Render each line of all the entries below as a Markdown table with two columns, No. and Line, numbering the rows and omitting blank lines. Leave the pictures out of the table.
Start of Material provided
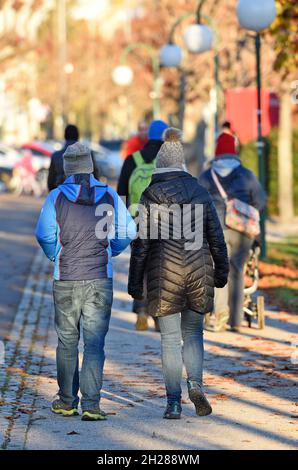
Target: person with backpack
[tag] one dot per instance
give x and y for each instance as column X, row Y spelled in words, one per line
column 135, row 176
column 238, row 197
column 184, row 262
column 82, row 225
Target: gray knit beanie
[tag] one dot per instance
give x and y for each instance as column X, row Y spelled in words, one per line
column 171, row 152
column 77, row 159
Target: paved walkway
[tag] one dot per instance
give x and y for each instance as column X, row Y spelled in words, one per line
column 250, row 380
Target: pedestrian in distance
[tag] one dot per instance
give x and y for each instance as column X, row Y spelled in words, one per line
column 83, row 224
column 180, row 276
column 136, row 142
column 228, row 179
column 135, row 176
column 56, row 174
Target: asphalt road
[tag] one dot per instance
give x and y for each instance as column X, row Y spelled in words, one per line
column 18, row 216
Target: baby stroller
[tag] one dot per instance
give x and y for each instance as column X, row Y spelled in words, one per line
column 254, row 308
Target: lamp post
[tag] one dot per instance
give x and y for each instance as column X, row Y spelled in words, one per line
column 257, row 16
column 123, row 74
column 198, row 38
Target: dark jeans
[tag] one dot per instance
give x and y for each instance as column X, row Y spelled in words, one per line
column 85, row 303
column 186, row 327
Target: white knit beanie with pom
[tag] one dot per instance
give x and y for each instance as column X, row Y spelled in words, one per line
column 171, row 154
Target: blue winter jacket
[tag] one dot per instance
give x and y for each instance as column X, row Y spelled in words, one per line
column 82, row 224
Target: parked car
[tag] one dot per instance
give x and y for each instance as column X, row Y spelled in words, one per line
column 42, row 152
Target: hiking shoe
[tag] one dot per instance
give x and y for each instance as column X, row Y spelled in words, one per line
column 142, row 322
column 61, row 408
column 220, row 322
column 196, row 395
column 173, row 411
column 94, row 415
column 156, row 324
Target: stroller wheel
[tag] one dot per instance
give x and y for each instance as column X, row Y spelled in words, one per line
column 261, row 312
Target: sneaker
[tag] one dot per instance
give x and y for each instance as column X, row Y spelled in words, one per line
column 142, row 322
column 61, row 408
column 94, row 415
column 173, row 411
column 196, row 395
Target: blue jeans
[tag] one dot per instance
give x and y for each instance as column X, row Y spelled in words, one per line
column 186, row 327
column 85, row 303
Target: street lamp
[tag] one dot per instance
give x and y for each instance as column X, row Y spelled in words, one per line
column 256, row 16
column 123, row 74
column 198, row 38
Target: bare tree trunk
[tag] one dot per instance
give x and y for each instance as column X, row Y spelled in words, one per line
column 285, row 159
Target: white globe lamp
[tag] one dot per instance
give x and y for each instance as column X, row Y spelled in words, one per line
column 170, row 55
column 256, row 15
column 198, row 38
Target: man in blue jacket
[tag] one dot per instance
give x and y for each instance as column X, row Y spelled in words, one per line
column 82, row 225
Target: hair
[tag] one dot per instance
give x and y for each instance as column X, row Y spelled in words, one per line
column 227, row 124
column 71, row 133
column 172, row 134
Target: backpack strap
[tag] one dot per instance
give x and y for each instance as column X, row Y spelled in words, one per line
column 138, row 159
column 219, row 186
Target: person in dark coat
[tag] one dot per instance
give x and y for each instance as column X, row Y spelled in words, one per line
column 148, row 153
column 183, row 262
column 238, row 182
column 56, row 174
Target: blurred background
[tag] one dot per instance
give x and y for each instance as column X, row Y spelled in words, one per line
End of Material provided
Exercise output:
| No. | Line |
|---|---|
| 1 | Target: person with backpack |
| 2 | [tag] one dot per instance |
| 3 | give x and y for each instance as column X, row Y spelled in words, one per line |
| 4 | column 135, row 176 |
| 5 | column 238, row 197 |
| 6 | column 184, row 262 |
| 7 | column 82, row 225 |
| 8 | Target: gray knit beanie |
| 9 | [tag] one dot per instance |
| 10 | give x and y for each instance as column X, row Y spelled in words, one per line |
| 11 | column 171, row 152 |
| 12 | column 77, row 159 |
| 13 | Target: paved walkway |
| 14 | [tag] one dot per instance |
| 15 | give x and y for each instance as column X, row Y spelled in words, one per line |
| 16 | column 250, row 380 |
| 17 | Target: pedestrian in distance |
| 18 | [tag] one dot per instance |
| 19 | give x and y for each instance as column X, row Y spelled in words, one per line |
| 20 | column 83, row 224 |
| 21 | column 180, row 276 |
| 22 | column 136, row 142 |
| 23 | column 228, row 179 |
| 24 | column 135, row 176 |
| 25 | column 56, row 174 |
| 26 | Target: asphalt road |
| 27 | [tag] one dot per instance |
| 28 | give x and y for each instance as column X, row Y spelled in words, one per line |
| 29 | column 18, row 216 |
| 30 | Target: baby stroller |
| 31 | [tag] one dot per instance |
| 32 | give x and y for each instance as column X, row Y spelled in words, one per line |
| 33 | column 254, row 308 |
| 34 | Target: lamp post |
| 35 | [tag] one dot per instance |
| 36 | give x and y for each instance as column X, row Y spelled in words, one per line |
| 37 | column 257, row 16 |
| 38 | column 123, row 74 |
| 39 | column 198, row 38 |
| 40 | Target: dark jeans |
| 41 | [tag] one dot per instance |
| 42 | give x and y for each instance as column X, row Y spelled in words, one per line |
| 43 | column 85, row 303 |
| 44 | column 186, row 327 |
| 45 | Target: white knit beanie with pom |
| 46 | [tag] one dot per instance |
| 47 | give x and y for each instance as column X, row Y spelled in words, one per line |
| 48 | column 171, row 154 |
| 49 | Target: blue winter jacket |
| 50 | [tag] one dot per instance |
| 51 | give x and y for each instance as column X, row Y spelled in words, one per line |
| 52 | column 82, row 224 |
| 53 | Target: parked car |
| 54 | [tag] one dot per instance |
| 55 | give x and y for each instance as column X, row Y spelled in words, one per line |
| 56 | column 42, row 152 |
| 57 | Target: hiking shoe |
| 58 | [tag] one dot per instance |
| 59 | give x and y for each instance as column X, row Y spelled in words, one per line |
| 60 | column 142, row 322 |
| 61 | column 61, row 408 |
| 62 | column 220, row 322 |
| 63 | column 196, row 395 |
| 64 | column 173, row 411 |
| 65 | column 94, row 415 |
| 66 | column 156, row 324 |
| 67 | Target: stroller wheel |
| 68 | [tag] one dot per instance |
| 69 | give x and y for each instance as column X, row Y spelled in words, one per line |
| 70 | column 261, row 312 |
| 71 | Target: sneaker |
| 72 | [tag] one dot per instance |
| 73 | give x and y for each instance as column X, row Y spelled in words, one per line |
| 74 | column 142, row 322 |
| 75 | column 61, row 408 |
| 76 | column 94, row 415 |
| 77 | column 173, row 411 |
| 78 | column 196, row 395 |
| 79 | Target: blue jeans |
| 80 | [tag] one dot per instance |
| 81 | give x and y for each instance as column X, row Y spelled in words, one per line |
| 82 | column 186, row 327 |
| 83 | column 85, row 303 |
| 84 | Target: street lamp |
| 85 | [tag] one dot per instance |
| 86 | give x and y for each instance as column X, row Y spelled in words, one per line |
| 87 | column 256, row 16 |
| 88 | column 123, row 74 |
| 89 | column 198, row 38 |
| 90 | Target: bare tree trunk |
| 91 | [tag] one dot per instance |
| 92 | give x and y for each instance as column X, row Y spelled in words, one per line |
| 93 | column 285, row 159 |
| 94 | Target: white globe lamp |
| 95 | [tag] one dot per instance |
| 96 | give x and y for each instance as column X, row Y spelled in words, one per line |
| 97 | column 170, row 55 |
| 98 | column 256, row 15 |
| 99 | column 198, row 38 |
| 100 | Target: man in blue jacket |
| 101 | [tag] one dot per instance |
| 102 | give x and y for each instance as column X, row Y spelled in words, one per line |
| 103 | column 82, row 225 |
| 104 | Target: hair |
| 105 | [tag] one dot per instance |
| 106 | give x and y for each instance as column X, row Y spelled in words, one per line |
| 107 | column 227, row 124 |
| 108 | column 71, row 133 |
| 109 | column 172, row 134 |
| 110 | Target: backpack strap |
| 111 | [tag] one dot per instance |
| 112 | give x and y for each instance as column X, row Y spelled in words, one per line |
| 113 | column 138, row 159 |
| 114 | column 219, row 186 |
| 115 | Target: person in dark coat |
| 116 | [tag] one dot per instance |
| 117 | give x and y for each instance as column X, row Y spelled in words, one per line |
| 118 | column 148, row 153 |
| 119 | column 183, row 262 |
| 120 | column 238, row 182 |
| 121 | column 56, row 174 |
| 122 | Target: blurred background |
| 123 | [tag] one dot per instance |
| 124 | give x and y for each instance as column X, row Y spelled in words, one per line |